_Task requirements_. Find how many lines in the data below mention "person". Give the number only.

_Point-per-instance localization data_.
+++++

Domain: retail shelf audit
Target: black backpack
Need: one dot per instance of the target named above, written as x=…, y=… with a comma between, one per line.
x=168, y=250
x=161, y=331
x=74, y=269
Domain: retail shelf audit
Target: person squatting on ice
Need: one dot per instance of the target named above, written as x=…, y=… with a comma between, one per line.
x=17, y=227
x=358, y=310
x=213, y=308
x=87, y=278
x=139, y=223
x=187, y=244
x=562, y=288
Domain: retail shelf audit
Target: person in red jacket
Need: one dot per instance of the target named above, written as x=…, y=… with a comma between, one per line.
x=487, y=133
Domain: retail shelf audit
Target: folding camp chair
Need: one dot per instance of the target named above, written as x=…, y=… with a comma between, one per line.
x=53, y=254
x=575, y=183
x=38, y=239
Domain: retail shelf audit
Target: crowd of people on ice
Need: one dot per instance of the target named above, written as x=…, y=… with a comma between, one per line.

+++++

_Task answer_. 2